_Problem_. Each entry shown below is to be reproduced exactly.

(Data excerpts)
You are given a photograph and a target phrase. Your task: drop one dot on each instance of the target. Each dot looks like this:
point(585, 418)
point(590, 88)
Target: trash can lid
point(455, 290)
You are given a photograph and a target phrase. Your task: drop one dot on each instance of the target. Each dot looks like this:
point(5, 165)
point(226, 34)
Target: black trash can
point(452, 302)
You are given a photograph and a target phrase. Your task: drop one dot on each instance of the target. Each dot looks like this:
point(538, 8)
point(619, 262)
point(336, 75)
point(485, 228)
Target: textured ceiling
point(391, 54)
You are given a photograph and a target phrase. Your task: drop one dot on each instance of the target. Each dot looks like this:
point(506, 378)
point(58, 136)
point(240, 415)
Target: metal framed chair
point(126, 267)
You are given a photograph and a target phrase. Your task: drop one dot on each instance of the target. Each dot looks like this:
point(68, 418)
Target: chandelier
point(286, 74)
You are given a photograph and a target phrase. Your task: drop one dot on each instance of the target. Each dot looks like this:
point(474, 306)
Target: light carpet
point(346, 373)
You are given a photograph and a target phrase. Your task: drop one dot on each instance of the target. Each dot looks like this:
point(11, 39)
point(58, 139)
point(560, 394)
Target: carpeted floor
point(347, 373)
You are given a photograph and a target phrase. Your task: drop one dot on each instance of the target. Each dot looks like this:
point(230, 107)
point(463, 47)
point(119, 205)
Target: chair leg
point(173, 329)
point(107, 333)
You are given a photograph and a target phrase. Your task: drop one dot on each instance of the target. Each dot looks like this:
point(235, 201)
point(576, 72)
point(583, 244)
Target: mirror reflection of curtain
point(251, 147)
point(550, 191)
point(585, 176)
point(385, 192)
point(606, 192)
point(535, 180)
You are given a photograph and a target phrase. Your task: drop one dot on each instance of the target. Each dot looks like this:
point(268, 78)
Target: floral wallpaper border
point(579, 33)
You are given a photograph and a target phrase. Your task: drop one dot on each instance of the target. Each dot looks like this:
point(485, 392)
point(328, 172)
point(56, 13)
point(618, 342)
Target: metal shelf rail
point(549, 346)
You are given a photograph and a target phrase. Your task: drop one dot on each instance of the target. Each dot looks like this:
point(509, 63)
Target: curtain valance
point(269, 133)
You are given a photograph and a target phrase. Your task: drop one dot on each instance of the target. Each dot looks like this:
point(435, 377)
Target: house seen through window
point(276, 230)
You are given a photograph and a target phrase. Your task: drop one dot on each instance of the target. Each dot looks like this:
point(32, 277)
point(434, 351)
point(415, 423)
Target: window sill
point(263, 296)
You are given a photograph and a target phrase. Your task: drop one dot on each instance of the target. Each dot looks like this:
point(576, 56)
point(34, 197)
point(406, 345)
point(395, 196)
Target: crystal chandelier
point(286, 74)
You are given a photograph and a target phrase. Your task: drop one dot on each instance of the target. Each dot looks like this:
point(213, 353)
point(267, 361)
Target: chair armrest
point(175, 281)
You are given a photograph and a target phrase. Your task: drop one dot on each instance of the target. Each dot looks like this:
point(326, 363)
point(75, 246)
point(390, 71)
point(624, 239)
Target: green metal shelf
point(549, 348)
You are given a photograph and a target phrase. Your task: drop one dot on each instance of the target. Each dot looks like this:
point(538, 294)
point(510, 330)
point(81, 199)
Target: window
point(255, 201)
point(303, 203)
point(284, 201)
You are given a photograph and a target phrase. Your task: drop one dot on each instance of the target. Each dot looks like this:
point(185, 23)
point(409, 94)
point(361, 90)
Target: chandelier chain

_Answer space_.
You are given a photograph and a target phrase. Your task: drop one dot on each instance of the target. Each dot looks like this:
point(585, 418)
point(590, 88)
Target: trash can lid
point(455, 290)
You are given a photograph and a target phrase. Your task: drop one dot on each instance of the target. Each dot looks like this:
point(5, 165)
point(226, 34)
Target: black trash can
point(452, 302)
You are given a photograph and a target phrase. Your task: drop one dot on each instance of the target. Each dot looks like this:
point(538, 8)
point(619, 262)
point(336, 75)
point(485, 228)
Target: textured ceiling
point(391, 54)
You are given a photograph and a target phrase. Your task: drop one dot on each instance of the target. Each dot looks like this:
point(506, 378)
point(58, 136)
point(240, 415)
Target: metal framed chair
point(126, 267)
You are given a photograph and a target phrase. Your task: drop one dot on each instance of the target. Each dot looks like this:
point(68, 418)
Target: chandelier
point(286, 74)
You are given a photograph and a target phrase. Your task: drop one dot on each instance of the target. Each dot looks like this:
point(474, 306)
Target: light carpet
point(346, 373)
You are given a photograph and a target phrase. Your task: drop one dot on each instance of the target. Each dot looks like this:
point(11, 39)
point(58, 139)
point(560, 394)
Target: carpeted floor
point(347, 373)
You are given a photograph and a target phrase. Your task: drop one dot on each instance of the target. Each dot looks like this:
point(230, 107)
point(463, 47)
point(119, 205)
Target: chair leg
point(173, 329)
point(107, 333)
You are given a photograph and a target phrase. Your task: drop one dot on each instance of the target. Each dot looks like this:
point(235, 201)
point(576, 72)
point(583, 244)
Target: mirror reflection of curtain
point(251, 147)
point(550, 191)
point(585, 176)
point(385, 192)
point(606, 192)
point(535, 180)
You are given a photograph and a target phrase. Your task: drop one dot on each instance of the target. Each dot looks like this:
point(268, 78)
Target: floral wallpaper border
point(579, 33)
You are given a photograph and a target phrase. Your task: drop one dot on each instance of the target. Each dot looks like this:
point(485, 392)
point(328, 172)
point(56, 13)
point(618, 342)
Target: metal shelf rail
point(549, 346)
You are given a photograph and a target phrase. Your task: drop one dot on each instance of the target. Each dot looks like this:
point(509, 63)
Target: curtain valance
point(269, 133)
You are given a photograph and a target phrase. Your task: drop one dot on each instance of the target. Each dot looks like this:
point(435, 377)
Target: house seen through window
point(276, 230)
You are given a photograph and a target phrase. Your task: drop one dot on each instance of the target. Each dot looks like this:
point(32, 277)
point(434, 351)
point(415, 423)
Target: window sill
point(263, 296)
You are given a photograph and a target phrase. Your task: drop one dot on each instance of the target. Each dot looks like this:
point(576, 56)
point(34, 197)
point(406, 345)
point(395, 196)
Target: crystal chandelier
point(286, 74)
You are given a photograph and a target phrase. Your task: drop one dot on each instance of the target. Each dot looks like this:
point(213, 353)
point(267, 361)
Target: chair armrest
point(175, 281)
You are given a photograph and a target phrase. Your task: drop one dot on each instance of the target. Each dot looks like this:
point(326, 363)
point(75, 246)
point(390, 71)
point(624, 239)
Target: green metal shelf
point(549, 348)
You are given a photograph and a target phrase. Your task: drop one dot on each instance of the target. Each dot looks like this:
point(538, 294)
point(510, 330)
point(81, 199)
Target: window
point(255, 201)
point(303, 203)
point(284, 201)
You are given a photograph and a target phrase. Your task: drop one dot on each instance of the target. Each dot looks like this:
point(185, 23)
point(409, 94)
point(361, 90)
Target: chandelier chain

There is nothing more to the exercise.